(Source data)
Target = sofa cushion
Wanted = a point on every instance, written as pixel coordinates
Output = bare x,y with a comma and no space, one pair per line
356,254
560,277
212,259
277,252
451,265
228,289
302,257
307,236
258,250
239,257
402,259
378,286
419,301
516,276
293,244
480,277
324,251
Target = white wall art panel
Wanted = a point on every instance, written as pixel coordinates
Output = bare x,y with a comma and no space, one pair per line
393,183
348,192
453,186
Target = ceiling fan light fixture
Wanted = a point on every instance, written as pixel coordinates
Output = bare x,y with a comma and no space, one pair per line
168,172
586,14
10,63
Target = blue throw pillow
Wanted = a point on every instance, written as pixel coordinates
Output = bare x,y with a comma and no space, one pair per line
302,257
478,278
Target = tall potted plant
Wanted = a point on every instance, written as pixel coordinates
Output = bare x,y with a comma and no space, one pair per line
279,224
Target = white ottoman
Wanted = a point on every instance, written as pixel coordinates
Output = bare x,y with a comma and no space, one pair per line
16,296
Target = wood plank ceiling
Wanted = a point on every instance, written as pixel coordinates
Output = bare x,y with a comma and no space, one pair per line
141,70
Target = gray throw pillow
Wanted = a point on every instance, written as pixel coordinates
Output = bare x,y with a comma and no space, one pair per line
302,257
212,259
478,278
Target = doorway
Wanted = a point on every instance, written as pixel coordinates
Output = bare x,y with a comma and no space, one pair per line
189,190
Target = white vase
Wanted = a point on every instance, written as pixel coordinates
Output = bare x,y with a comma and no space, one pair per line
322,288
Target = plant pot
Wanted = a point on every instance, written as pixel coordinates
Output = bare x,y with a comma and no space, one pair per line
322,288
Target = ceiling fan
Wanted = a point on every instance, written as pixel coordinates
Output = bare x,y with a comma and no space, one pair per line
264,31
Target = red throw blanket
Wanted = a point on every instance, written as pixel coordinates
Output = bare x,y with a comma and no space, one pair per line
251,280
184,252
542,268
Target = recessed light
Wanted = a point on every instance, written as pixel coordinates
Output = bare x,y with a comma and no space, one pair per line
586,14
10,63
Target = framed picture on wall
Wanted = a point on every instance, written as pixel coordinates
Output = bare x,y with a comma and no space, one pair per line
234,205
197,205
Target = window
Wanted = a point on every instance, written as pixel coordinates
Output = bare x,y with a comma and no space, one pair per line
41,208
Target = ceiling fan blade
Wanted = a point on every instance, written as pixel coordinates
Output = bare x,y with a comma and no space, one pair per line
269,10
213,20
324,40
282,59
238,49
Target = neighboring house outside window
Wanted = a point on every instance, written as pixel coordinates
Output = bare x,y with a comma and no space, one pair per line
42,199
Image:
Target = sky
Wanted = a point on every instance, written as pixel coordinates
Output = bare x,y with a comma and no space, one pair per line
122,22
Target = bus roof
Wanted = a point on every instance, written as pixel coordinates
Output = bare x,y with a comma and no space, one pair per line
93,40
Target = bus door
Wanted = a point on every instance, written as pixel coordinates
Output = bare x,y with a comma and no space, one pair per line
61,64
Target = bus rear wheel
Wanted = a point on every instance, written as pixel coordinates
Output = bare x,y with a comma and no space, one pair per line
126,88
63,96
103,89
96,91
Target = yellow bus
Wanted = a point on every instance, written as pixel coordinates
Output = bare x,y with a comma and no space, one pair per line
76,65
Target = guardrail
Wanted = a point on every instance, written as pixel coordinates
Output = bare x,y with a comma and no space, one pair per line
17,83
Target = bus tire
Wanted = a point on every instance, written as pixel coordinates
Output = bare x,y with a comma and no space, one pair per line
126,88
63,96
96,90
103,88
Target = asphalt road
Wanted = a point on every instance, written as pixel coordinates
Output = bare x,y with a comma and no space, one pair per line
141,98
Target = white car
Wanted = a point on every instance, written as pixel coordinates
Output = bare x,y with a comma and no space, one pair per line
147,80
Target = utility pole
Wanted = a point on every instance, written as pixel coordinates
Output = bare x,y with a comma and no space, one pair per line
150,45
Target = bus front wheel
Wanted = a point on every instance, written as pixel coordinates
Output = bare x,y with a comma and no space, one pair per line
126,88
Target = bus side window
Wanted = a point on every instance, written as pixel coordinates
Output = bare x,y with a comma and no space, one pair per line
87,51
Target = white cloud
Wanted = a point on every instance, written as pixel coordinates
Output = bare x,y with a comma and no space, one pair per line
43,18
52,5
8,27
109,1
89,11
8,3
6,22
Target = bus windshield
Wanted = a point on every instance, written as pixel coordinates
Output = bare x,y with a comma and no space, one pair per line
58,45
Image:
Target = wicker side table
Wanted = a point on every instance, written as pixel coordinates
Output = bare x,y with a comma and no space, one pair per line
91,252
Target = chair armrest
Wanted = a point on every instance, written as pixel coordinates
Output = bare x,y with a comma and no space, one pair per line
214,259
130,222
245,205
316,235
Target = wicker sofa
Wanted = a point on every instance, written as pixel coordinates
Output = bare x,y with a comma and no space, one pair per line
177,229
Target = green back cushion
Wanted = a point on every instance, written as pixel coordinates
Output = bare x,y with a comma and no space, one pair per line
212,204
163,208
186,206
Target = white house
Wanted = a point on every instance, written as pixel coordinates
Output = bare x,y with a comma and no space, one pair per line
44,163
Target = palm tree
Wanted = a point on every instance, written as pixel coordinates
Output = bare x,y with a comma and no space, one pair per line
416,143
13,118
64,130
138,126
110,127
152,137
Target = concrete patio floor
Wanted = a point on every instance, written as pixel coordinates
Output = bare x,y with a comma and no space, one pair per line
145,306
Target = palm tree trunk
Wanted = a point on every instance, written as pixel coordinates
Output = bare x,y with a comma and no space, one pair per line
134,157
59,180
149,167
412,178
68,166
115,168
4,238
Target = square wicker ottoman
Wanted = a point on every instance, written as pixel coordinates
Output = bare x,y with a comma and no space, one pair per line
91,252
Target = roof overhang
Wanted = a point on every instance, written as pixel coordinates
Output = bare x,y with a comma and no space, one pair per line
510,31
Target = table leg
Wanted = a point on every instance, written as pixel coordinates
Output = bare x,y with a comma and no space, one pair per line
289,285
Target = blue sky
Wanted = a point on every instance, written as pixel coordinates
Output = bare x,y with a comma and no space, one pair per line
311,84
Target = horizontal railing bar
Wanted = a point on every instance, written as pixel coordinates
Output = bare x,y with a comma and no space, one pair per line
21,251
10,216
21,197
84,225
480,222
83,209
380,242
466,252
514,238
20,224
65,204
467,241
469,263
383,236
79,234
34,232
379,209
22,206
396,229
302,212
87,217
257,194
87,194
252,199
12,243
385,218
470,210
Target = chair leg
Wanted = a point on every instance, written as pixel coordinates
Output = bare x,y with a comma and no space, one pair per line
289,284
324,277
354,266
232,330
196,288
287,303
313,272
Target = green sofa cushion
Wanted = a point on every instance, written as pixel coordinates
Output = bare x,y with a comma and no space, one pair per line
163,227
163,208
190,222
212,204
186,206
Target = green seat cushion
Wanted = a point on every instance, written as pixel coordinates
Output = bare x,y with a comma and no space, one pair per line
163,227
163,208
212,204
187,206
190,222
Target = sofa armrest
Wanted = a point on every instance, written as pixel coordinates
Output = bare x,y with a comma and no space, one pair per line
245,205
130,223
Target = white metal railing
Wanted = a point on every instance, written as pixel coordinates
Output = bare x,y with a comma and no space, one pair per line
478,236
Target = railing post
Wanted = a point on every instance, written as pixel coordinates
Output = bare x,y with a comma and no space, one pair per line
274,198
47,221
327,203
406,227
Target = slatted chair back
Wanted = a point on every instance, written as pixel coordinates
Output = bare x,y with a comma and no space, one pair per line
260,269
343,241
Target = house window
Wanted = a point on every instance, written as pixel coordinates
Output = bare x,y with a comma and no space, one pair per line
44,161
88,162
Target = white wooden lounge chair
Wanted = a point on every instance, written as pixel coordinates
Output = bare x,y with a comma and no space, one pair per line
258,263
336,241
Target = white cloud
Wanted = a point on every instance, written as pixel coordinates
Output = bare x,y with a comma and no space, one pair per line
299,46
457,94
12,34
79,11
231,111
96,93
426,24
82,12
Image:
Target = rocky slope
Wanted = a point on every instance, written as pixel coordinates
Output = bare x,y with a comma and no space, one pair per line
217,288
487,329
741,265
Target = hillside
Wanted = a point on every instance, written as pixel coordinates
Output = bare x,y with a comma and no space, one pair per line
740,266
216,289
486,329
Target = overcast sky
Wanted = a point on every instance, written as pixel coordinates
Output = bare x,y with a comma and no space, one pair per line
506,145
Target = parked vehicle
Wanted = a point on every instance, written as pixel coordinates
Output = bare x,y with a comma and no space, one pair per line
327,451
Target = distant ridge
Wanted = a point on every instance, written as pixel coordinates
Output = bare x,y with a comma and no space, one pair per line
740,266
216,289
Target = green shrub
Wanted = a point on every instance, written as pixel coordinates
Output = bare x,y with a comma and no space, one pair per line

Task objective:
Write out, word for word, the line containing "Target = white wooden lounge chair" and every line after it to the end of the data above.

Answer to the task:
Target = white wooden lounge chair
Wanted = a point on every instance, written as pixel coordinates
Output = bare x,y with a comma and no space, one pair per line
258,263
336,241
Target = white cloud
Wanted = a point on every instance, written as pixel coordinates
Output = bare x,y with a comma and no space, one pair per line
299,46
457,94
12,34
79,11
231,111
96,93
426,24
82,12
Image:
Target = rocky slope
Wanted = a point on every instance, written as pixel coordinates
Output = bare x,y with a comma and no space, one pair per line
217,288
487,329
741,265
Target = hillside
Wanted = a point on every instance, written as pixel coordinates
Output = bare x,y with a comma and no space, one pair per line
740,266
216,289
486,329
Target = overcast sky
Wanted = a point on every instance, written as pixel coordinates
Output = bare x,y with a comma and no space, one pair per line
506,145
Target = parked vehicle
Wanted = a point on every instance, written as pixel coordinates
Output = bare x,y with a comma and no space, one pair per line
327,451
Target = distant ridge
Wanted = a point on every instance, written as pixel coordinates
Output = bare x,y with a comma and no space, one pair per line
740,266
216,289
Target = green shrub
Wanted = a point on every instance, written as pixel coordinates
Output = bare x,y with a comma and no space, one pair per line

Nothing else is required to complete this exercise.